Items from a dataset:
━━━━━━━━━━
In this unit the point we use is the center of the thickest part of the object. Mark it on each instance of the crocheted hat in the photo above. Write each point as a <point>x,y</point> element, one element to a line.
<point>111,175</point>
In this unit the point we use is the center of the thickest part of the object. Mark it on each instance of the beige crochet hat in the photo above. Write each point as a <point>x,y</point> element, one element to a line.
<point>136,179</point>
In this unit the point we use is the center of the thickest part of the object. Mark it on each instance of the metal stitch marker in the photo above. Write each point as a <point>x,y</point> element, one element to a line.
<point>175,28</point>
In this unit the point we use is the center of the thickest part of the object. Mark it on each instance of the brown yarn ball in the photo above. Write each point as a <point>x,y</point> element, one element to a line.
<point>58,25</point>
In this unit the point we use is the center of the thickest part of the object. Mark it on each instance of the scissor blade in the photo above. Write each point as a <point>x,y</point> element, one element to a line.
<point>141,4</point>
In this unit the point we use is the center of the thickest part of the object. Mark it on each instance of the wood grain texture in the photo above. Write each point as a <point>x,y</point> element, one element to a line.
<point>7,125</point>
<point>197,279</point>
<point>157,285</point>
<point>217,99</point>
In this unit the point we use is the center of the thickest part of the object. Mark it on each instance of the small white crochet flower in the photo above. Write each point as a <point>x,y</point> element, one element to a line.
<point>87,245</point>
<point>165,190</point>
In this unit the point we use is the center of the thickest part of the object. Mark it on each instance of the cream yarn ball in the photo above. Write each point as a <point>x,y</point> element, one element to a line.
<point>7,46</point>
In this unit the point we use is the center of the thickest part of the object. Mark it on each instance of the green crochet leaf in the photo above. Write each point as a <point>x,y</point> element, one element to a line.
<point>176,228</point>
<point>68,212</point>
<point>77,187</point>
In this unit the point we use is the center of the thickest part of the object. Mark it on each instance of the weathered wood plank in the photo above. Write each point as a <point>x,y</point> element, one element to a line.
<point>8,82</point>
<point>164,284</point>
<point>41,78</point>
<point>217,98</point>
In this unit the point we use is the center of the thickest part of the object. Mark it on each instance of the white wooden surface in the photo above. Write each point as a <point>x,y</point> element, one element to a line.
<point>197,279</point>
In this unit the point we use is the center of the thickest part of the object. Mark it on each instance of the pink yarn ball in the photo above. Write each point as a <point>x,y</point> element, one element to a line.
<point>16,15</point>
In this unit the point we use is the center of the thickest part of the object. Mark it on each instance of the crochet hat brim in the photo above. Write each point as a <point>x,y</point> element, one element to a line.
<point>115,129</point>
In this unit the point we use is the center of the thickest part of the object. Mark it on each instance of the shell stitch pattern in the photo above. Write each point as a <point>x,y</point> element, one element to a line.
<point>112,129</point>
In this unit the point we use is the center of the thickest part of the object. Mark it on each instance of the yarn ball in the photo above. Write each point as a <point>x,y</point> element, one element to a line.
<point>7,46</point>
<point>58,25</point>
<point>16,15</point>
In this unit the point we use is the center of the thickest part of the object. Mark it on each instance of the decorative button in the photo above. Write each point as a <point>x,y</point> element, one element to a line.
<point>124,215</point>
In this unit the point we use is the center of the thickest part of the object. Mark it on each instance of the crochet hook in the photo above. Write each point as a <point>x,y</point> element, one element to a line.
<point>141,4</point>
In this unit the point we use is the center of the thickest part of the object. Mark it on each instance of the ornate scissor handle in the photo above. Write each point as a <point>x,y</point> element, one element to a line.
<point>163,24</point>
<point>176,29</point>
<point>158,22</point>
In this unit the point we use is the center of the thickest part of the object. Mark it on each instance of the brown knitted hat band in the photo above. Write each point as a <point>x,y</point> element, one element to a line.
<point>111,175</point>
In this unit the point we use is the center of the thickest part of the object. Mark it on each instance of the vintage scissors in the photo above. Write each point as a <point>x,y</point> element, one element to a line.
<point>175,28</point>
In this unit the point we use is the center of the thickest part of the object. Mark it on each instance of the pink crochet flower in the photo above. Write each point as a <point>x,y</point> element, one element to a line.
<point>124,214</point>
━━━━━━━━━━
What the task asks.
Copy out all of the material above, replacing every occurrence of "one element to a line" with "one element per line" and leaving everything else unchanged.

Output of the exercise.
In this unit the point we use is the center of the thickest part of the object. Mark it on each instance of the crocheted hat in the photo above. Write each point as a <point>x,y</point> element, one element per line.
<point>111,175</point>
In this unit the point we use is the center of the thickest part of the object. Mark it on each instance of the beige crochet hat in the photo above. Write each point as a <point>x,y</point> element, one element per line.
<point>136,179</point>
In this unit the point we use is the center of the thickest part of the object. Mark it on each instance of the metal stitch marker in the photo above. Write each point as a <point>x,y</point> element, one element per line.
<point>175,28</point>
In this unit the point we use is the center of the thickest part of the object. Mark it on each instance of the brown yarn ball in the photo above. Write each point as a <point>x,y</point> element, one element per line.
<point>58,25</point>
In this unit the point we use is the center of the thickest part of the object. Mark it on each instance of the scissor blade in the photo above. Write each point as a <point>x,y</point> element, one element per line.
<point>141,4</point>
In this unit the point we use is the center of the thickest part of the object. Mark it on each instance of the wood grain texture in the photo above. Write each point as a <point>x,y</point> element, one element per line.
<point>7,125</point>
<point>197,279</point>
<point>157,285</point>
<point>217,99</point>
In this unit the point we use is the center of the thickest part of the object. Mark it on each instance of the small white crochet flower in the photo above. Write each point as a <point>x,y</point> element, one element per line.
<point>87,245</point>
<point>165,190</point>
In this unit the point we use is the center of the thickest part of the object. Mark it on each instance of the cream yarn ball in the photo above. Write each point as a <point>x,y</point> element, one element per line.
<point>7,46</point>
In this unit the point we use is the center of the thickest part of the object. Mark it on each instance of the green crochet leaf in the photo above. Write each point as a <point>x,y</point> element, one element per line.
<point>176,228</point>
<point>68,212</point>
<point>77,187</point>
In this unit the point we use is the center of the thickest part of the object. Mark it on each instance of the weathered wood plank in the photo above. Write each point as a <point>x,y</point> element, one element per line.
<point>8,82</point>
<point>164,284</point>
<point>41,78</point>
<point>217,98</point>
In this unit the point we use is the center of the thickest part of the object. Mark it on each instance of the white wooden surface in the photo above. Write each point as a <point>x,y</point> element, one element per line.
<point>197,279</point>
In this unit the point we use is the center of the thickest part of the object. Mark it on each instance of the pink yarn ball in the photo above. Write each point as a <point>x,y</point> element, one element per line.
<point>16,15</point>
In this unit the point we use is the center of the thickest part of the object. Mark it on each instance of the crochet hat brim in the photo above. Write each point as a <point>x,y</point> element, one element per line.
<point>115,129</point>
In this unit the point we use is the center of the thickest part of the object. Mark it on each instance of the shell stitch pattern in the photo above. Write each point as a <point>x,y</point> element, one element per line.
<point>112,129</point>
In this unit the point we use is the center of the thickest part of the object. Mark it on each instance of the yarn ball in the photo above. Write each point as a <point>x,y</point> element, one element per line.
<point>7,46</point>
<point>58,25</point>
<point>16,15</point>
In this unit the point we use is the center of the thickest part of the object. Mark it on each instance of the decorative button in the photo above. Write each point as a <point>x,y</point> element, one element per line.
<point>124,215</point>
In this unit the point we use is the center of the thickest part of the object. Mark it on each instance of the crochet hook in the photo above. Write each point as a <point>x,y</point> element, one element per line.
<point>141,4</point>
In this unit the point we use is the center of the thickest part of the object. Mark it on each instance of the ornate scissor handle in the photo above. Write each point as a <point>x,y</point> element, one element per line.
<point>163,24</point>
<point>176,29</point>
<point>158,22</point>
In this unit the point we use is the center of the thickest part of the object. Mark it on each instance of the brown knitted hat band in the photo above. Write each point as a <point>x,y</point> element, one element per line.
<point>111,175</point>
In this unit the point we use is the center of the thickest part of the object. Mark it on each instance of the vintage scissors in the photo above. Write each point as a <point>x,y</point> element, one element per line.
<point>175,28</point>
In this unit the point we use is the center of the thickest part of the object. Mark it on each instance of the pink crochet flower in the photo above. Write each point as a <point>x,y</point> element, one element per line.
<point>124,214</point>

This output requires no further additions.